BEGIN Records for the task
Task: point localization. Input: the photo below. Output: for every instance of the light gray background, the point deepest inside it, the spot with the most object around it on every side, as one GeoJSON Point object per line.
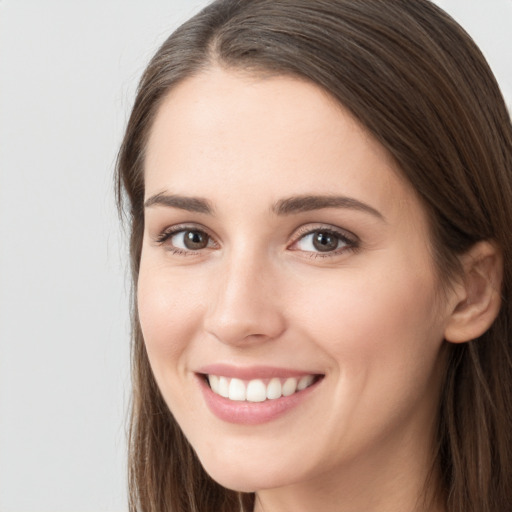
{"type": "Point", "coordinates": [68, 72]}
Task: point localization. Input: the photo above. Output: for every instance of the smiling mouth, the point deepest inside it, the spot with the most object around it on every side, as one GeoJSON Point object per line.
{"type": "Point", "coordinates": [259, 390]}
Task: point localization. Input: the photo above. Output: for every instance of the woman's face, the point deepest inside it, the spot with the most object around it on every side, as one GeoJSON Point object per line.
{"type": "Point", "coordinates": [286, 261]}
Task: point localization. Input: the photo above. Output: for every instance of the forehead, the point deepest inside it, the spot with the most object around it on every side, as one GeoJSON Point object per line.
{"type": "Point", "coordinates": [275, 135]}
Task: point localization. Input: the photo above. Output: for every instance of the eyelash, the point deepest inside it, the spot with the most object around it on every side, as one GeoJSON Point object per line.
{"type": "Point", "coordinates": [350, 241]}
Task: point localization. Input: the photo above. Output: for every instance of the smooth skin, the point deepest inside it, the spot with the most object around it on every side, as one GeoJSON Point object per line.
{"type": "Point", "coordinates": [348, 291]}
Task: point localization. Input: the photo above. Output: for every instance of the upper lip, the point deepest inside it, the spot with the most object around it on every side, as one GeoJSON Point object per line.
{"type": "Point", "coordinates": [252, 372]}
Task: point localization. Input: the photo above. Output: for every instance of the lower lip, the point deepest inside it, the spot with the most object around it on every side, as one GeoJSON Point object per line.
{"type": "Point", "coordinates": [252, 413]}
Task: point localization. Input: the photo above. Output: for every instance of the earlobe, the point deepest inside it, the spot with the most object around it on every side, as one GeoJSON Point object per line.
{"type": "Point", "coordinates": [479, 293]}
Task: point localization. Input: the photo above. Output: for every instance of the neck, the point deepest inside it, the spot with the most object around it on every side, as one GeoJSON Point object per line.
{"type": "Point", "coordinates": [396, 479]}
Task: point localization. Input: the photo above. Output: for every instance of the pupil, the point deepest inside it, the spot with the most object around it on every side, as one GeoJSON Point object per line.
{"type": "Point", "coordinates": [195, 240]}
{"type": "Point", "coordinates": [325, 242]}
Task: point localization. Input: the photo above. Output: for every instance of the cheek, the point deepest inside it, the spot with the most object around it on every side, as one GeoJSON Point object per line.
{"type": "Point", "coordinates": [375, 320]}
{"type": "Point", "coordinates": [168, 313]}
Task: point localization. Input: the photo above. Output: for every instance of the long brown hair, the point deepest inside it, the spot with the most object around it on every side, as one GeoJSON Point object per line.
{"type": "Point", "coordinates": [419, 84]}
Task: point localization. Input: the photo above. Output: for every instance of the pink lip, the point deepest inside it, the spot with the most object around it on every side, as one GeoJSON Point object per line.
{"type": "Point", "coordinates": [251, 372]}
{"type": "Point", "coordinates": [251, 413]}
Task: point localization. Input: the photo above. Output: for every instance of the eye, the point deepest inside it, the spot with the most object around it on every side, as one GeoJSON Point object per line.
{"type": "Point", "coordinates": [323, 241]}
{"type": "Point", "coordinates": [183, 240]}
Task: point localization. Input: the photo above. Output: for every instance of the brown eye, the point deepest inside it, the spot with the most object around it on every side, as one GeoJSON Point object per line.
{"type": "Point", "coordinates": [324, 241]}
{"type": "Point", "coordinates": [195, 240]}
{"type": "Point", "coordinates": [185, 240]}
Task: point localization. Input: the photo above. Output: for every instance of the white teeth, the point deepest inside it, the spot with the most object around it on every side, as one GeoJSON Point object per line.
{"type": "Point", "coordinates": [255, 390]}
{"type": "Point", "coordinates": [224, 387]}
{"type": "Point", "coordinates": [274, 389]}
{"type": "Point", "coordinates": [305, 382]}
{"type": "Point", "coordinates": [214, 383]}
{"type": "Point", "coordinates": [290, 386]}
{"type": "Point", "coordinates": [237, 390]}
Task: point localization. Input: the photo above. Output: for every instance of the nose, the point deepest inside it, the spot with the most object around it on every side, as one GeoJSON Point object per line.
{"type": "Point", "coordinates": [245, 307]}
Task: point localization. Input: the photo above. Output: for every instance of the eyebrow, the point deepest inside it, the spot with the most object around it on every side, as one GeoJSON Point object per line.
{"type": "Point", "coordinates": [288, 206]}
{"type": "Point", "coordinates": [308, 203]}
{"type": "Point", "coordinates": [191, 204]}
END Records for the task
**Activity**
Only the text of the records belongs in the answer; reproduce it verbatim, with no pictures.

**Answer space**
Task: point localization. Input: the photo below. Output: for every instance of the light gray background, the point deepest inside it, the spot with the most object around it on every side, as one GeoJSON Point object per line.
{"type": "Point", "coordinates": [68, 72]}
Task: point localization. Input: the photo above. Output: for every instance of the smiling mouth, the point deepest inside it, the spot with the most object around it on every side, as one GeoJSON Point object per line.
{"type": "Point", "coordinates": [259, 390]}
Task: point localization. Input: the photo above. Output: for every instance of the woman's face, the point deepest inside it, the spot with the most object around it on every side, as one GeoJSON Point object per line.
{"type": "Point", "coordinates": [286, 261]}
Task: point localization. Input: the photo above. Output: for every instance of the forehead, the point deepest inside it, the spot with the most object around it on every side, as one GeoJSON Point object per line.
{"type": "Point", "coordinates": [275, 135]}
Task: point localization. Input: the photo above. Output: for every instance of the eyelash, the point deepest inside it, the spot with the most object around it on every side, as one GeoJSON Point object per line.
{"type": "Point", "coordinates": [350, 241]}
Task: point localization. Input: the photo above. Output: for every instance of the smooth skin, the point deepest inside it, the spot with the most object around it on every side, as one GeoJSON Point object per line.
{"type": "Point", "coordinates": [348, 291]}
Task: point localization. Input: the photo above. Output: for every instance of the upper lip, the point deepest inside it, the spot with the most object around it on every side, as one GeoJSON Point object per line.
{"type": "Point", "coordinates": [252, 372]}
Task: point localization. Input: the photo above. Output: for every instance of the lower lip, the point deepest inside it, the spot with the most object around it on every side, as one GeoJSON Point object per line.
{"type": "Point", "coordinates": [252, 413]}
Task: point localization. Input: the photo above. Output: for every instance of the earlobe, the point deepest inside it, the spot with the most object around it on every side, as one GeoJSON Point object per line.
{"type": "Point", "coordinates": [479, 293]}
Task: point localization. Input: the photo above. Output: for every instance of the neck, the point deepest inside it, the spot with the most object around it on every side, as one GeoJSON Point object per line.
{"type": "Point", "coordinates": [396, 479]}
Task: point localization. Input: the photo above. Output: for every instance of the pupil, the point deepest inside it, the spot with the most object around it on every side, as one GeoJSON Point object per line.
{"type": "Point", "coordinates": [195, 240]}
{"type": "Point", "coordinates": [325, 242]}
Task: point localization. Input: the photo above. Output: for every instance of the cheek, the point deepest inside it, the spot with the most object around it on every side, as one GeoJSON Point object per line.
{"type": "Point", "coordinates": [375, 320]}
{"type": "Point", "coordinates": [168, 313]}
Task: point localization. Input: the photo above. Output: for every instance of the long brown hair, the point deepest inside it, the spot with the most object around it on every side, as one GeoJSON Point object per line.
{"type": "Point", "coordinates": [419, 84]}
Task: point localization. Input: the photo above. Output: for every instance of the pink lip, the point deepest inside it, the spot with the most object around it on every side, as one GeoJSON Point object per line.
{"type": "Point", "coordinates": [251, 372]}
{"type": "Point", "coordinates": [251, 413]}
Task: point localization. Input: the photo above. Output: for every instance of the eye, the point deepest inside it, the spot with the most object around it on every side, as one GeoJSON Point object per line.
{"type": "Point", "coordinates": [323, 241]}
{"type": "Point", "coordinates": [183, 240]}
Task: point localization. Input: the photo above. Output: for every instance of the brown eye, the point deepest inside it, the spot with the most object around it on every side, as one GeoJSON Point object per line.
{"type": "Point", "coordinates": [324, 241]}
{"type": "Point", "coordinates": [195, 240]}
{"type": "Point", "coordinates": [185, 240]}
Task: point localization. Input: the photo above. Output: for every instance of the white teeth, the point deepest inside it, the spot with the most object around it on every side, as one GeoJSON Point object per line.
{"type": "Point", "coordinates": [255, 390]}
{"type": "Point", "coordinates": [224, 387]}
{"type": "Point", "coordinates": [274, 389]}
{"type": "Point", "coordinates": [305, 382]}
{"type": "Point", "coordinates": [214, 383]}
{"type": "Point", "coordinates": [290, 386]}
{"type": "Point", "coordinates": [237, 390]}
Task: point localization. Input: the photo above. Output: for every instance of the nose, the point deepest inside it, the spot with the most object around it on every side, as one GeoJSON Point object per line.
{"type": "Point", "coordinates": [245, 307]}
Task: point localization. Input: the photo above. Output: for every instance of the eyebrow, the point deepest inside it, the spot with the most object around it on every side, as one GeoJSON Point object per line.
{"type": "Point", "coordinates": [288, 206]}
{"type": "Point", "coordinates": [308, 203]}
{"type": "Point", "coordinates": [191, 204]}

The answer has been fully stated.